Records contained in a dataset:
——

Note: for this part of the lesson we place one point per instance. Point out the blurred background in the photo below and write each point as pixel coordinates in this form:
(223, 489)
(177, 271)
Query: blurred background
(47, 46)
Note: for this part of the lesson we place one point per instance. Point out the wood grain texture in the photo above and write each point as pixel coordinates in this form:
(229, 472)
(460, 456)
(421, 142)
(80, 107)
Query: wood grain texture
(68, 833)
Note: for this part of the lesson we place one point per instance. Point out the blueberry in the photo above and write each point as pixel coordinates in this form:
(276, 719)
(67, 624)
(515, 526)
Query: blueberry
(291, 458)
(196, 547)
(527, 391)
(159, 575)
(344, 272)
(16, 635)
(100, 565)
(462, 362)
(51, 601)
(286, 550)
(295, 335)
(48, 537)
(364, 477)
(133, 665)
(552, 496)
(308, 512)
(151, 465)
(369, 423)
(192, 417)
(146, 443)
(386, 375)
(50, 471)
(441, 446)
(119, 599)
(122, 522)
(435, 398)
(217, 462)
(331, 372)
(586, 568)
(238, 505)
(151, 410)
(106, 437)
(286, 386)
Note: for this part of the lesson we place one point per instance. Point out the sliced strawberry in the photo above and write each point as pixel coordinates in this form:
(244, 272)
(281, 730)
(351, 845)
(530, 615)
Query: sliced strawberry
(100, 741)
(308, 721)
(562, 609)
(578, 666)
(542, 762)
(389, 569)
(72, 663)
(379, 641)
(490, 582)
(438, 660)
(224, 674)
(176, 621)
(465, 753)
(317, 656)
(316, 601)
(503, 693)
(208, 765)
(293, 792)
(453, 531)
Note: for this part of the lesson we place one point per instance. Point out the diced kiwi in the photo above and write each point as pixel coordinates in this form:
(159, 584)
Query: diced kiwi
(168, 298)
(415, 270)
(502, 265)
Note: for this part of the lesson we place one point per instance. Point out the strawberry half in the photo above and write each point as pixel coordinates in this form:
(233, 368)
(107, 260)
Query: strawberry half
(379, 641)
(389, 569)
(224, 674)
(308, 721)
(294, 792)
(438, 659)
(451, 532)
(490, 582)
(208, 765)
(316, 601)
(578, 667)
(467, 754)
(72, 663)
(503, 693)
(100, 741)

——

== DESCRIPTION OF THE TASK ==
Here the job is to restate all of the data word for word.

== OUTPUT BELOW ==
Note: for this part of the lesson we place one point per instance. Point out the blurred background in the photo below and write each point as pixel coordinates in this form:
(223, 489)
(177, 271)
Query: blurred background
(47, 46)
Note: for this part of the lesson we place one point per instance. Point out the wood grain texture in the photo above and write each point as pixel coordinates in this form:
(229, 472)
(460, 456)
(421, 142)
(80, 107)
Query: wood grain texture
(68, 833)
Note: for this part of the lesson we place one point per instance. Point out the blueberry in the photo above and write each point as pixel coordinates in this form:
(276, 719)
(67, 624)
(515, 526)
Query: blueberry
(291, 458)
(196, 547)
(527, 391)
(159, 575)
(344, 272)
(16, 635)
(100, 565)
(462, 362)
(51, 601)
(286, 550)
(295, 335)
(48, 537)
(364, 477)
(133, 665)
(552, 496)
(308, 512)
(151, 465)
(369, 423)
(192, 417)
(146, 443)
(386, 375)
(50, 471)
(441, 446)
(119, 599)
(122, 522)
(435, 398)
(217, 462)
(331, 372)
(586, 568)
(238, 505)
(151, 410)
(106, 437)
(286, 386)
Note: for this part of the lesson we place one point per instance. Point out the sliced strawberry in the photo above and write each point as pixel coordinates in this form:
(244, 272)
(281, 730)
(351, 845)
(530, 615)
Query: sliced strawberry
(100, 741)
(308, 721)
(562, 609)
(578, 666)
(542, 762)
(389, 569)
(72, 663)
(379, 641)
(490, 582)
(438, 660)
(224, 674)
(176, 621)
(465, 753)
(317, 656)
(316, 601)
(503, 693)
(208, 765)
(293, 792)
(453, 531)
Note: for this part of the lesson we place one point per instance. Point out the diced kiwi in the photo above and write each point as pixel coordinates in this form:
(159, 584)
Query: diced kiwi
(168, 298)
(415, 270)
(502, 265)
Note: for this part of the lesson we place one point per instance. Point out the strawberry half in the photo above and write each point as pixel coordinates in this form:
(233, 368)
(107, 260)
Query: strawberry half
(379, 641)
(389, 569)
(224, 674)
(308, 721)
(294, 792)
(438, 659)
(451, 532)
(490, 582)
(208, 765)
(316, 601)
(578, 667)
(467, 754)
(72, 663)
(503, 693)
(100, 741)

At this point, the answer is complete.